#### Task instructions
In the listing below, write out exactly each line from the first through the one containing "positive clicks: (948, 677)".
※
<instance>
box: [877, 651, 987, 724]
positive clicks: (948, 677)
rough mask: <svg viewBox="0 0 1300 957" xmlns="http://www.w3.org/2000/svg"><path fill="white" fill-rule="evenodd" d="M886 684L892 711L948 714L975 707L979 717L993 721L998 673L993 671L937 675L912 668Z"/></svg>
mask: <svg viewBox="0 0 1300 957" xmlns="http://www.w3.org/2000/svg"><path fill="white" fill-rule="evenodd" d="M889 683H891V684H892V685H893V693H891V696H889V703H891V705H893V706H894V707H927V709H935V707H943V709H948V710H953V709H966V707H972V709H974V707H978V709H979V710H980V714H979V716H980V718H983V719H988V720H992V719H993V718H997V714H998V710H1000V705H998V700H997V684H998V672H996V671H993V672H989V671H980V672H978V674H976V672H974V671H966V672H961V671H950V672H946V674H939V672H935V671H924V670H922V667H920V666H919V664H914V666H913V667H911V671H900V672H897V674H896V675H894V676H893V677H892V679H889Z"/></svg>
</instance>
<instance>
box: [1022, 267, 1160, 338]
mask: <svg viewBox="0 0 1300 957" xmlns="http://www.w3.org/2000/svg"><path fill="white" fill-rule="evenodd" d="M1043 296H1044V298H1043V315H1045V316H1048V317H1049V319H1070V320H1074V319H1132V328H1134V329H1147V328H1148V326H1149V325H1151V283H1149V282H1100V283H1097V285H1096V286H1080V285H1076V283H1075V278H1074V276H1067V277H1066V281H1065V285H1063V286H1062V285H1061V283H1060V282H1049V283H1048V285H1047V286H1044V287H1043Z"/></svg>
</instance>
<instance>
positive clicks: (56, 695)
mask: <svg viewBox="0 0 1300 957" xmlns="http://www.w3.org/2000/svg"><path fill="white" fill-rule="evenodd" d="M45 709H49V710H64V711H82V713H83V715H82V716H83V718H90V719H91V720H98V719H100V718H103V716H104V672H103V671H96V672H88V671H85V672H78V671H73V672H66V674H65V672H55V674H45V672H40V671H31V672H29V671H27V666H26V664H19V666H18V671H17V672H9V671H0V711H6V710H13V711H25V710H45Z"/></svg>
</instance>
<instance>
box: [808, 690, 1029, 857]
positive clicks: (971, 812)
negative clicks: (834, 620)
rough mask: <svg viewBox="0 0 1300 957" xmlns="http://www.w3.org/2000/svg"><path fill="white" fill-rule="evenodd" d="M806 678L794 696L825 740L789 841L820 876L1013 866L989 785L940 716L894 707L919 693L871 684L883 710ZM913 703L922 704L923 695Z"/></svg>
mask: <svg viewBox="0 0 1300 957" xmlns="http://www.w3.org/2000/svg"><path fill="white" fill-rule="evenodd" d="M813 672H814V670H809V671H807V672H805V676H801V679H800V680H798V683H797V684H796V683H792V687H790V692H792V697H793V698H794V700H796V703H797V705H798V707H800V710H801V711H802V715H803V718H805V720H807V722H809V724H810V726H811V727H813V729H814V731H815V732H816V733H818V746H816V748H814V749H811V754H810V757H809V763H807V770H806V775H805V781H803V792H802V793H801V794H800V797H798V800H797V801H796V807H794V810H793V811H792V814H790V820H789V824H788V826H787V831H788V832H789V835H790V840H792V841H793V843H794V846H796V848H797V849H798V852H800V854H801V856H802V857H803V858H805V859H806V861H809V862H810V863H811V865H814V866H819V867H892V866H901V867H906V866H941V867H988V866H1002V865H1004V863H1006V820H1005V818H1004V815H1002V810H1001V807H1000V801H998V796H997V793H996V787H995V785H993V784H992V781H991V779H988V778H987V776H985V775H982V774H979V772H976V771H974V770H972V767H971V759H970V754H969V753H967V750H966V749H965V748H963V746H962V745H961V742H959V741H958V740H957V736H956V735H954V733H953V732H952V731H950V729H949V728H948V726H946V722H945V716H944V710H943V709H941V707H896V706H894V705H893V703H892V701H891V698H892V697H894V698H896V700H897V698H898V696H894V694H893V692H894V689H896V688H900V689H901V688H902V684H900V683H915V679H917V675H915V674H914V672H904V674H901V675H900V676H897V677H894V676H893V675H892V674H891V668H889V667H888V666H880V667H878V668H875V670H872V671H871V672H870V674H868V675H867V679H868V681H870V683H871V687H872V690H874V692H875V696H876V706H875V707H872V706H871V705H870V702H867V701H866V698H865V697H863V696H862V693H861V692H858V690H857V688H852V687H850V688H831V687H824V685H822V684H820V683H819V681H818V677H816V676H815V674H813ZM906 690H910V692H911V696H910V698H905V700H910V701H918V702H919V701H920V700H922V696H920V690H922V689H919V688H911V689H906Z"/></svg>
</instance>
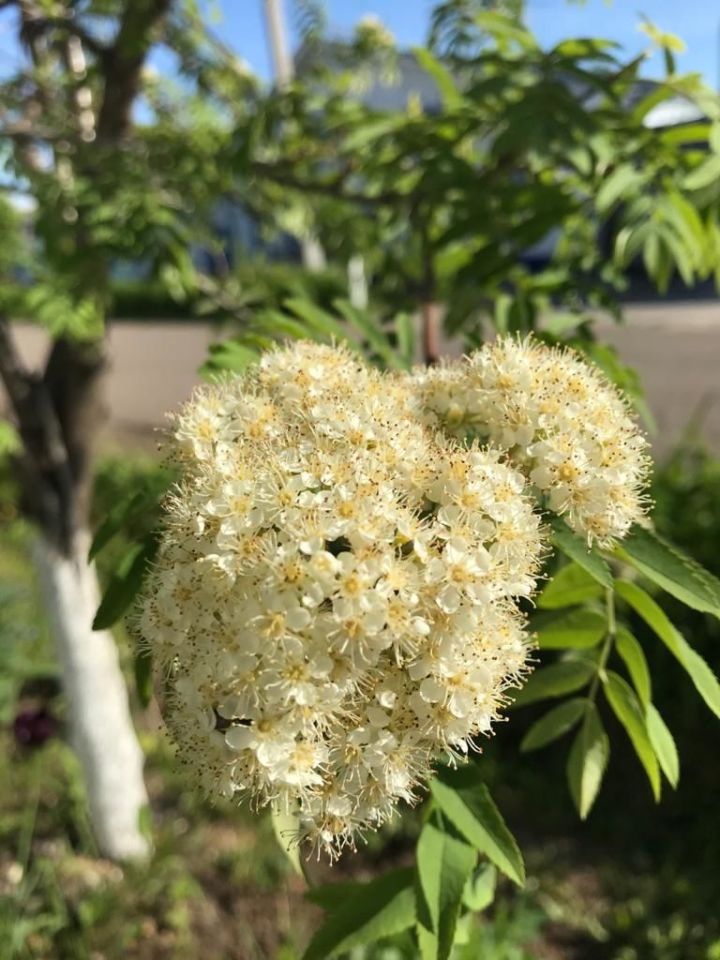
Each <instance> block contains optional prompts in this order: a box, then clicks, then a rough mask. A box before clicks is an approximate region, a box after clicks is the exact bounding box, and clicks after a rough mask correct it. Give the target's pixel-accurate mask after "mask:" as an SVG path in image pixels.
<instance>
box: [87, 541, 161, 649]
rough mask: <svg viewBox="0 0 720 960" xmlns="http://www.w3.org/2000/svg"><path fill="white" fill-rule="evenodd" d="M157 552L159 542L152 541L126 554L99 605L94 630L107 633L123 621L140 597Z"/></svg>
mask: <svg viewBox="0 0 720 960" xmlns="http://www.w3.org/2000/svg"><path fill="white" fill-rule="evenodd" d="M156 551H157V541H156V540H155V539H154V538H152V539H150V540H147V541H146V542H145V543H136V544H133V546H132V547H130V549H129V550H128V551H127V552H126V553H125V555H124V556H123V558H122V560H121V561H120V563H119V564H118V567H117V569H116V570H115V572H114V573H113V574H112V576H111V577H110V581H109V583H108V585H107V589H106V590H105V593H104V594H103V597H102V600H101V601H100V606H99V607H98V610H97V613H96V614H95V619H94V620H93V630H107V629H108V627H111V626H112V625H113V624H114V623H117V621H118V620H119V619H120V617H122V615H123V614H124V613H125V611H126V610H127V609H128V607H129V606H130V604H131V603H132V602H133V600H134V599H135V597H136V595H137V594H138V592H139V590H140V587H141V586H142V582H143V580H144V578H145V573H146V572H147V565H148V563H150V561H151V560H152V559H153V557H154V556H155V553H156Z"/></svg>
※
#### Solution below
<instance>
box: [877, 651, 987, 724]
positive clicks: (948, 677)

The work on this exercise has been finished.